WORK INSTRUCTIONS:
In the data below, find each line containing the string "dirt" and return it.

TASK INPUTS:
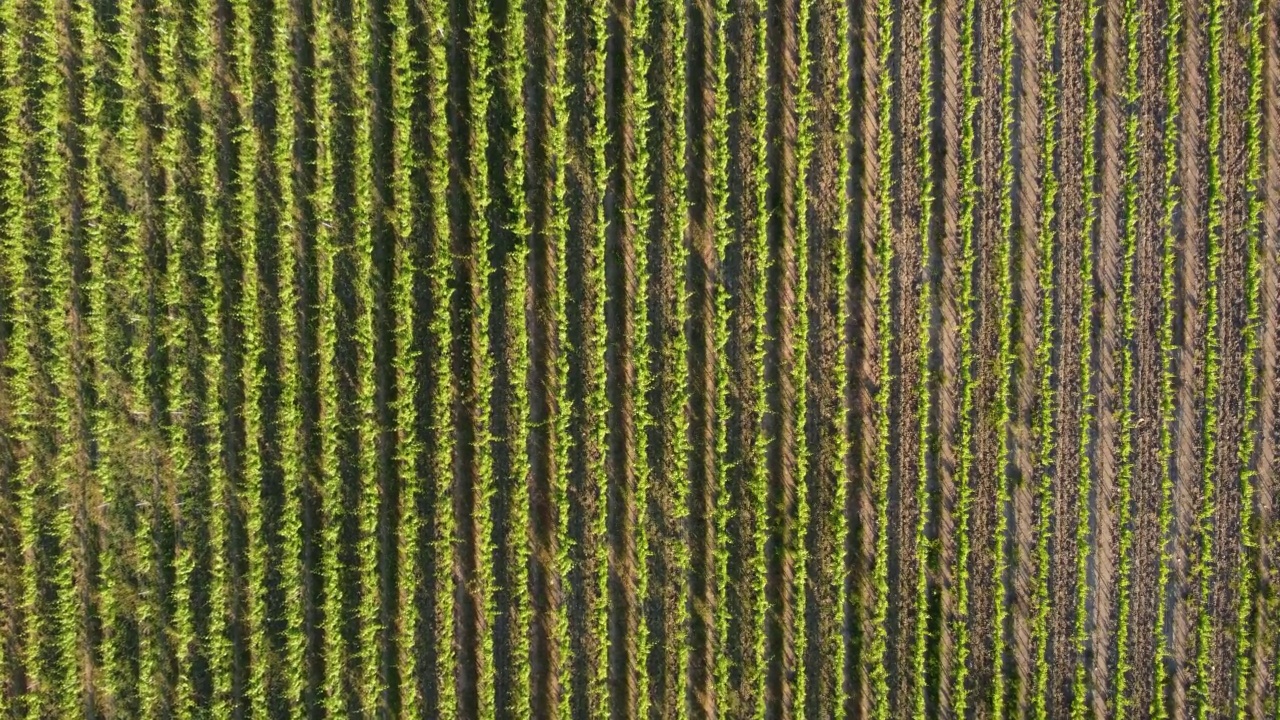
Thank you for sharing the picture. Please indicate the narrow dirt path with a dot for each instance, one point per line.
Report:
--
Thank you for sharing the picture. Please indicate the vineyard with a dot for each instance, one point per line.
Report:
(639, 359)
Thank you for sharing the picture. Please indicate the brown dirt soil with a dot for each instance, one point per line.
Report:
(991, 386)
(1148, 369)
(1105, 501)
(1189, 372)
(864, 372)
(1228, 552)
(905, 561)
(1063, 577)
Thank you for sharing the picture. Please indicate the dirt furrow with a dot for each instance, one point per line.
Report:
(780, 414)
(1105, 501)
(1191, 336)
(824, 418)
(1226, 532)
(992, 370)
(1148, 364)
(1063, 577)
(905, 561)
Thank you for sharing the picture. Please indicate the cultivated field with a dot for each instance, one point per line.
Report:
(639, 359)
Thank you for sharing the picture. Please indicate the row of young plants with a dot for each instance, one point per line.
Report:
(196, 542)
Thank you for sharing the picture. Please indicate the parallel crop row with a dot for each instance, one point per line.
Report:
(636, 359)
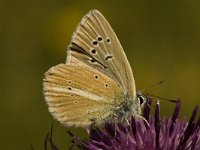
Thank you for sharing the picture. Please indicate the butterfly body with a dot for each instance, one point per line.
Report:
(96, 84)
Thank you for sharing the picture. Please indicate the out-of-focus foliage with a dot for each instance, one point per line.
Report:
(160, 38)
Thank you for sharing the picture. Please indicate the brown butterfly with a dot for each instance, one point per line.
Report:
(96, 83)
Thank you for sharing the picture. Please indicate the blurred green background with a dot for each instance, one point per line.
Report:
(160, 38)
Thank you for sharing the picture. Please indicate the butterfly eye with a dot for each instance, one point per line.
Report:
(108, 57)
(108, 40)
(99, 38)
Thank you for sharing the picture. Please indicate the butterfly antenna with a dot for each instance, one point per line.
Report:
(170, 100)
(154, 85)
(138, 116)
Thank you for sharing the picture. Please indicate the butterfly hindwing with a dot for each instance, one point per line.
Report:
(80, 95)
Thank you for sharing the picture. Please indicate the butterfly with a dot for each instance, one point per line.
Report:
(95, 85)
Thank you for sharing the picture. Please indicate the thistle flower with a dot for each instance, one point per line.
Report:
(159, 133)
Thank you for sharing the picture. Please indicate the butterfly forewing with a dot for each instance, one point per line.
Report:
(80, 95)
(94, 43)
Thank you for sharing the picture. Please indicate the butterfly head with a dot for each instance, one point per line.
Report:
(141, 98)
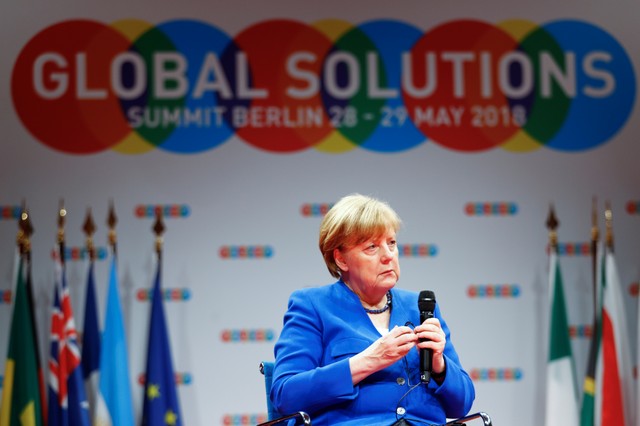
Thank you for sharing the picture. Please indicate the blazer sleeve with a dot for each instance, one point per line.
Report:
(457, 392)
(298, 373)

ANSWER SECTION:
Thank you for sharing the picture. Please indicate the narrow dirt path with a dot for each instance, one point per line.
Thank you for sharing the picture. Please indicate the brown dirt soil with a dot for each instance, one point per line.
Thank you for sharing the picture. Please indicate the dirt furrow with a dot for each instance, one point per line.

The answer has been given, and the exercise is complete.